▸ **ПРЕДОСТАВЛЕННЫЙ ТЕКСТ**:
Всё это виделось пока в теории, конечно. Предстояло это проверить на практике.

Тут и началась жуть безмерного восславления Пастернака.

Был тогда ещё в силе великолепный рычаг, с помощью которого можно сделать недосягаемый образец гения — Нобелевская премия. Первым, вроде бы, догадался в этот раз выдвинуть Пастернака на эту премию Альбер Камю. Не знаю, состоял ли он в каких-то отношениях с разведкой США. Но действия его точно совпадали с её установками.

Если Пастернак получит Нобелевскую премию, это окончательно покажет несостоятельность России в оценке главного своего духовного достояния, окончательно сделает её невменяемой в глазах цивилизованного мира.

Началась нобелевская эпопея «Доктора Живаго».

Мог ли Нобелевский комитет быть под влиянием ЦРУ?

Этого я не знаю. И никто этого знать не может. Документов, подтверждающих это никто и никогда не составлял, конечно.

Можно думать только о весьма косвенных обстоятельствах. Таких, например, ЦРУ
«всегда оставалось одним из крупнейших источников разного рода субсидий», соперничавшим с фондами Форда, Рокфеллера и Карнеги. А деньги, как известно, решали и решают всё. И теперь тоже.

Итак, впервые роман Пастернака «Доктор Живаго» вышел 15 ноября 1957-го года в миланском издательстве Джанджакомо Фельтринелли. Этот Фельтринелли тоже весьма примечательная фигура. Был он не вполне адекватным человеком. Капиталист, ставший революционным фанатиком и ярым коммунистом. Организатор партизанского разбоя в городской черте Милана. Издание «Доктора Живаго» считал частью своего партизанского призвания. Не забыл при этом и чисто капиталистический смысл этой демонстративной выходки — немалую прибыль.

Тут же после выхода итальянского издания явилась в ЦРУ служебная записка, в которой рекомендовано было в приказном порядке всем подразделениям управления активно содействовать массовому изданию «Доктора Живаго»
«с целью свободного распространения романа во всём мире, а также имея в виду возможность требования и получения такой награды, как Нобелевская премия».

С тех пор все версии (а они, почему-то, разительно отличаются друг от друга) переводов романа «Доктор Живаго» на иностранные языки были изданы исключительно усилиями ЦРУ. И при прямом финансировании этих многочисленных изданий названным ведомством.

О том, какое значение придавало ЦРУ и Правительство США новому виду своей подрывной деятельности говорит само участие в ней высших должностных лиц разведки и правительства. Операция по изданию и распространению «Доктора Живаго» осуществлялась с санкции комитета по дискредитации российского государства при президенте США Дуайте Эйзенхауэре, а руководил ею
«советский отдел» ЦРУ, работу которого курировал лично директор ведомства Ален Даллес.

Фрагменты записей разметки
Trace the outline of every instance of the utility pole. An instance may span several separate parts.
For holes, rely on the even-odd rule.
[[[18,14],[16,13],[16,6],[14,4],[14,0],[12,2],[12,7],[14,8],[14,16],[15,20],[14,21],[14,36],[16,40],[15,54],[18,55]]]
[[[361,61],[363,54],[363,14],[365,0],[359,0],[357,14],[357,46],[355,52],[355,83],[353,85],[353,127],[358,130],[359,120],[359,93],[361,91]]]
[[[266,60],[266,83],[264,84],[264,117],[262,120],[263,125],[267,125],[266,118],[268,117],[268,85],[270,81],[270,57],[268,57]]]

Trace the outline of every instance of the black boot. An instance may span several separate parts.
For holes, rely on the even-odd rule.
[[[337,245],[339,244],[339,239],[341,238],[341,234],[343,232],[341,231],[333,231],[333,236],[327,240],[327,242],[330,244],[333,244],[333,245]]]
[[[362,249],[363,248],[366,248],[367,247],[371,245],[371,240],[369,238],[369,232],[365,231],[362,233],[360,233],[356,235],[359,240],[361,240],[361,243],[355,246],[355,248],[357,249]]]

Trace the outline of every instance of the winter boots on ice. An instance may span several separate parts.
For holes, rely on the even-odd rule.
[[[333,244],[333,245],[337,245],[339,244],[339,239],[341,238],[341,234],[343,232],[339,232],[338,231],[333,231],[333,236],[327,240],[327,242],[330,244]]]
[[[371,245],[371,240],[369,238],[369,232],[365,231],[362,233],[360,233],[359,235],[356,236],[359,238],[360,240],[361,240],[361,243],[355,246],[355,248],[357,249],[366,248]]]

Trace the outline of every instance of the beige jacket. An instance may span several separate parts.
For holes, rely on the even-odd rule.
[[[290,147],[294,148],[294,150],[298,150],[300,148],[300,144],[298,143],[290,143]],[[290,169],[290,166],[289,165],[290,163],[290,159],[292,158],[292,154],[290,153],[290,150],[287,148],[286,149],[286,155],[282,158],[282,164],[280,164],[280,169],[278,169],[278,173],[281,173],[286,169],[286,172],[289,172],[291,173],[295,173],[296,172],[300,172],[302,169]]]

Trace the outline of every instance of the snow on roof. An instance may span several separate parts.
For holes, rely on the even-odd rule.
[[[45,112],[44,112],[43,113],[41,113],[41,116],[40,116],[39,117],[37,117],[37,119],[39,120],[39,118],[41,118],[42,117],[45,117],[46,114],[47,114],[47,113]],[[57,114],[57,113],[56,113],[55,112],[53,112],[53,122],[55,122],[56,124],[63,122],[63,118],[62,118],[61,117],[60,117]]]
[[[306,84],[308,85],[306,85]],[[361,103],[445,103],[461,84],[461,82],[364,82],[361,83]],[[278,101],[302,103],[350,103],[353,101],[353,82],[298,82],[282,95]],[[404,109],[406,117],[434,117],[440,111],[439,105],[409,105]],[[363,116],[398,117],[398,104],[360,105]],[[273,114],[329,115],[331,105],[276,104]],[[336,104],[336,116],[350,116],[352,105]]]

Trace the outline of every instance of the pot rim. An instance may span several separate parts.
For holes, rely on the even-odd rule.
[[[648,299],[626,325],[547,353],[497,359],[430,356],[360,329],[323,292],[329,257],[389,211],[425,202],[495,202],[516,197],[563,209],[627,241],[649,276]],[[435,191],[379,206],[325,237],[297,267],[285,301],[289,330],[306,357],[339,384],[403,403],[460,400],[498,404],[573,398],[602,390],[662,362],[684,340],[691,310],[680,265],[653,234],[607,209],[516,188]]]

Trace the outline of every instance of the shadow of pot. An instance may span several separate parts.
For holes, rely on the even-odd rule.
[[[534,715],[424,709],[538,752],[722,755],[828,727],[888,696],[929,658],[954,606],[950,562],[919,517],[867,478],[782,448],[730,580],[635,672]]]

▸ **ЗАДАНИЕ A**:
Ответьте по тексту о «Докторе Живаго» на вопросы:
(i) Когда и в каком издательстве впервые вышел роман?
(ii) С какими фондами, по словам текста, соперничало ЦРУ как источник субсидий?
(iii) Кто лично курировал работу «советского отдела» ЦРУ?
▸ **ЗАДАНИЕ B**:
Перескажите короче абзац текста о «Докторе Живаго», который начинается словами «Итак, впервые роман Пастернака». Сохраните его главные факты.
▸ **ЗАДАНИЕ C**:
Воспроизведите дословно отрывок текста о «Докторе Живаго» от слов «Тут и началась» до слов «не составлял, конечно.».
Эти записи взяты из другого источника.

▸ **ОТВЕТ A**:
(i) Роман вышел 15 ноября 1957 года в миланском издательстве Джанджакомо Фельтринелли.
(ii) ЦРУ соперничало с фондами Форда, Рокфеллера и Карнеги.
(iii) Работу отдела курировал директор ведомства Ален Даллес.

▸ **ОТВЕТ B**:
Роман Пастернака «Доктор Живаго» впервые вышел 15 ноября 1957 года в миланском издательстве Джанджакомо Фельтринелли. Фельтринелли описан как не вполне адекватный человек. Он был капиталистом, ставшим революционным фанатиком и ярым коммунистом, и организовывал партизанский разбой в Милане. Издание романа он считал частью своего партизанского призвания, но рассчитывал и на немалую прибыль.

▸ **ОТВЕТ C**:
Тут и началась жуть безмерного восславления Пастернака.

Был тогда ещё в силе великолепный рычаг, с помощью которого можно сделать недосягаемый образец гения — Нобелевская премия. Первым, вроде бы, догадался в этот раз выдвинуть Пастернака на эту премию Альбер Камю. Не знаю, состоял ли он в каких-то отношениях с разведкой США. Но действия его точно совпадали с её установками.

Если Пастернак получит Нобелевскую премию, это окончательно покажет несостоятельность России в оценке главного своего духовного достояния, окончательно сделает её невменяемой в глазах цивилизованного мира.

Началась нобелевская эпопея «Доктора Живаго».

Мог ли Нобелевский комитет быть под влиянием ЦРУ?

Этого я не знаю. И никто этого знать не может. Документов, подтверждающих это никто и никогда не составлял, конечно.